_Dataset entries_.
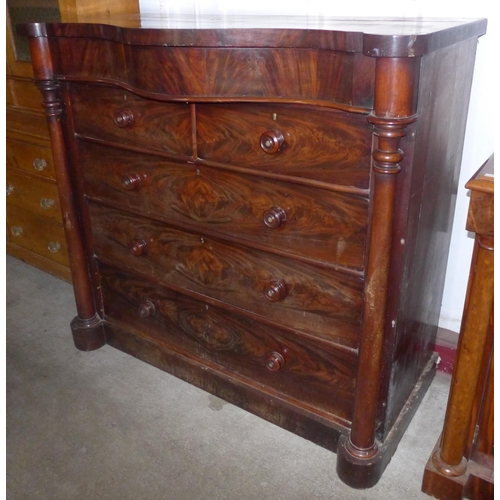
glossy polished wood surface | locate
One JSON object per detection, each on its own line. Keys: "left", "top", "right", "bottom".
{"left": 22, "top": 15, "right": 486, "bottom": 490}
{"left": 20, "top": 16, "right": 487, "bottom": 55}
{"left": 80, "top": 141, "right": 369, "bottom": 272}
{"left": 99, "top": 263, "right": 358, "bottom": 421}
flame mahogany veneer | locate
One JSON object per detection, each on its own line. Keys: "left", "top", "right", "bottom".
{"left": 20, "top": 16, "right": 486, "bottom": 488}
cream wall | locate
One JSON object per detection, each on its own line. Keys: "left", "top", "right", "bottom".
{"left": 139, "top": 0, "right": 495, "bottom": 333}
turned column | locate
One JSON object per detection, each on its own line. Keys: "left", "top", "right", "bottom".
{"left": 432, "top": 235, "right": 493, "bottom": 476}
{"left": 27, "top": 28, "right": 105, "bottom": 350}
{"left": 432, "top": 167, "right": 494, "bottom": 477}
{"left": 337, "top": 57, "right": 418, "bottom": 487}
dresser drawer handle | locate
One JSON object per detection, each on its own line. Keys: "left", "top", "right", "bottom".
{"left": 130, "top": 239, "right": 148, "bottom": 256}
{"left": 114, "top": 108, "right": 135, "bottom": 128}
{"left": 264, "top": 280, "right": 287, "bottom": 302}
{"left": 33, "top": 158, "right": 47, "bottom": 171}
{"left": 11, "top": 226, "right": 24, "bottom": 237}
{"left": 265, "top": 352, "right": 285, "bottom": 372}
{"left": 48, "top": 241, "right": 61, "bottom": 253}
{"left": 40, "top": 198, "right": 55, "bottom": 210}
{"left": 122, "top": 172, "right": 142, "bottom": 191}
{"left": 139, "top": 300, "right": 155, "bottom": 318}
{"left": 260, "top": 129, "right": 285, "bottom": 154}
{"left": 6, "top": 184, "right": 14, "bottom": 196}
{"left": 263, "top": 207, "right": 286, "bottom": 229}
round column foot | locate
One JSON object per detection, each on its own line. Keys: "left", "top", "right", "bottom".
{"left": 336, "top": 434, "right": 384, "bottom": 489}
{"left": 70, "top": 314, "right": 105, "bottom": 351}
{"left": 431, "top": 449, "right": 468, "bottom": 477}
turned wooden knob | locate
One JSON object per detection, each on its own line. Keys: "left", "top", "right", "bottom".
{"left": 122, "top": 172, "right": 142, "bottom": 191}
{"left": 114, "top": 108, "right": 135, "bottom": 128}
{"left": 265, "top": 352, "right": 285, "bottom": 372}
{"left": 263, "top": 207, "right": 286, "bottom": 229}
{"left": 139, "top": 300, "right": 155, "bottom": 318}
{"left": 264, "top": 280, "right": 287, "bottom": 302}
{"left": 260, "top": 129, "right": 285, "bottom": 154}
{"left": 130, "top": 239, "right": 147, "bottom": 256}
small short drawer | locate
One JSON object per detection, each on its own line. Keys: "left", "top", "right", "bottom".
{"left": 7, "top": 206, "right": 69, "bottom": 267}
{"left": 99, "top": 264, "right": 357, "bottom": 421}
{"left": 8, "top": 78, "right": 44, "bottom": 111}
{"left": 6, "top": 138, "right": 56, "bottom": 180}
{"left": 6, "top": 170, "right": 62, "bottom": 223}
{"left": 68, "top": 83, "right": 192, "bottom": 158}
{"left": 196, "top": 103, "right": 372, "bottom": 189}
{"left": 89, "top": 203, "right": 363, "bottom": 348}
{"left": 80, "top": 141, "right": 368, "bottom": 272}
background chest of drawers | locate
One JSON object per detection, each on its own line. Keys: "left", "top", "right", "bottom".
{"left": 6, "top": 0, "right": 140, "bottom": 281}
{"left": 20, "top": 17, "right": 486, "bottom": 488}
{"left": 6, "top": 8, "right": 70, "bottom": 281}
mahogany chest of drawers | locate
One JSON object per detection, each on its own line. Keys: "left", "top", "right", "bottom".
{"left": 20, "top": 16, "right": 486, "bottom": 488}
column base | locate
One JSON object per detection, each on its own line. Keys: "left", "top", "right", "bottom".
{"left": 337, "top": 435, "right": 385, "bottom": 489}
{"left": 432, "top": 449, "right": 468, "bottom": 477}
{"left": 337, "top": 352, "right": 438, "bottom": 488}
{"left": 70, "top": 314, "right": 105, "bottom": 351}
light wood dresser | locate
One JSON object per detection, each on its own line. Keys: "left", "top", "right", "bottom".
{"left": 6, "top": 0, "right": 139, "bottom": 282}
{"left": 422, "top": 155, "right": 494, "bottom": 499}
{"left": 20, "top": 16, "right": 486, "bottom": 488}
--
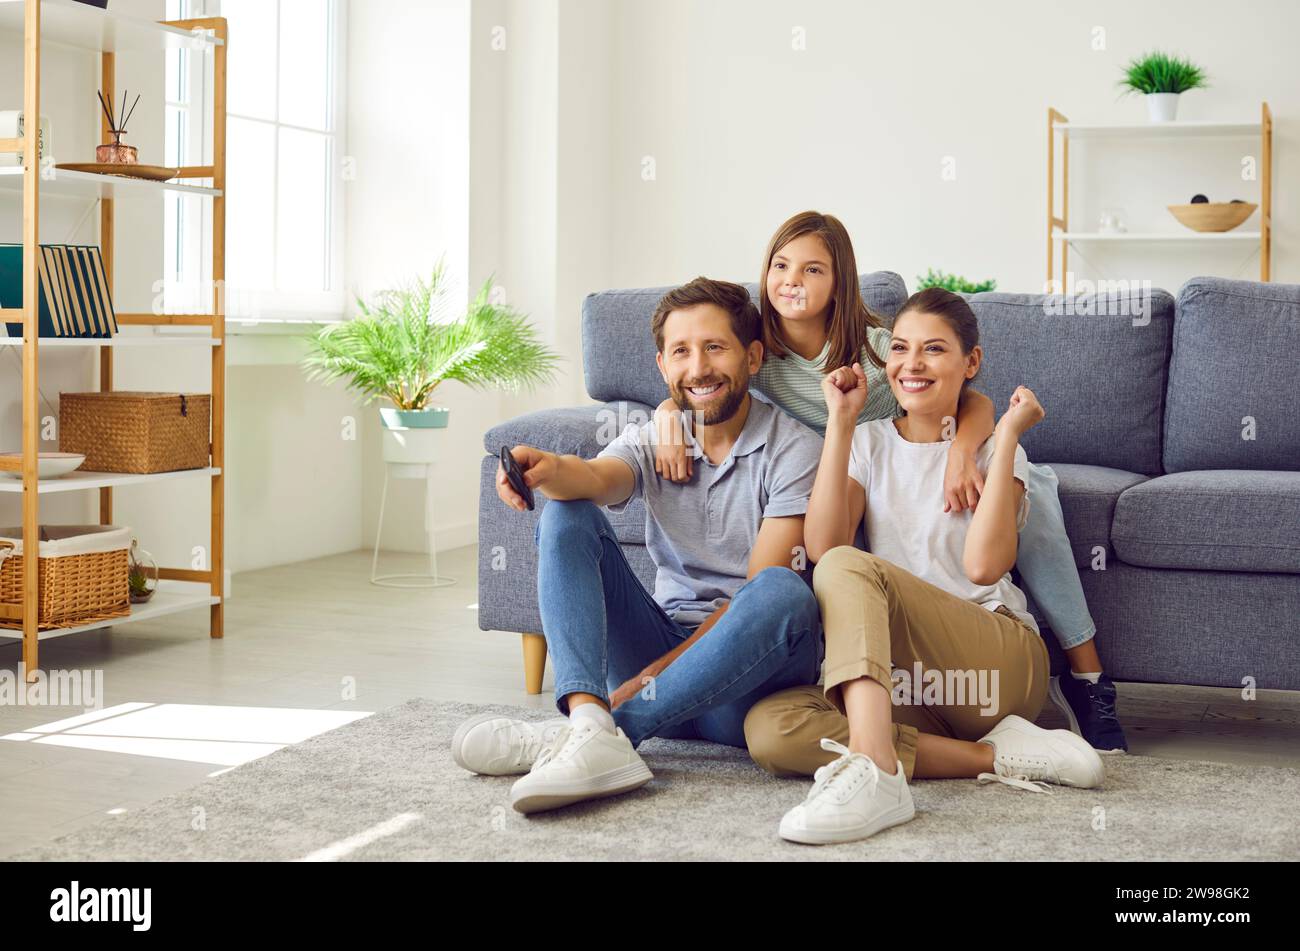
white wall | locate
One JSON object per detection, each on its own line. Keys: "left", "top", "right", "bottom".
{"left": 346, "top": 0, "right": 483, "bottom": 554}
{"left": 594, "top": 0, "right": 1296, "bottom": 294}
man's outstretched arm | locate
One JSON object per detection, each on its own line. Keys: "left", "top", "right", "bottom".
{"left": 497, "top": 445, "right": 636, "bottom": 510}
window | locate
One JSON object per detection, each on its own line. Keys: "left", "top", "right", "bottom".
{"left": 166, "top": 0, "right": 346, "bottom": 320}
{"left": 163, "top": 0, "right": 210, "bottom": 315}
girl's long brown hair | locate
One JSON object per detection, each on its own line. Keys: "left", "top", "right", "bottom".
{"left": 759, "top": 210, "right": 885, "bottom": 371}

_Task to carry out_.
Transcribe the lines above between the line holding "glossy polished wood surface | locate" and the line holding "flame mahogany veneer | locate", inclusive, exactly as they stand and with nothing added.

_Exercise response_.
glossy polished wood surface | locate
One JSON object per detection, each on its own line. Keys: "left", "top", "right", "bottom".
{"left": 22, "top": 15, "right": 486, "bottom": 490}
{"left": 20, "top": 16, "right": 487, "bottom": 55}
{"left": 80, "top": 141, "right": 369, "bottom": 272}
{"left": 99, "top": 263, "right": 358, "bottom": 421}
flame mahogany veneer | locate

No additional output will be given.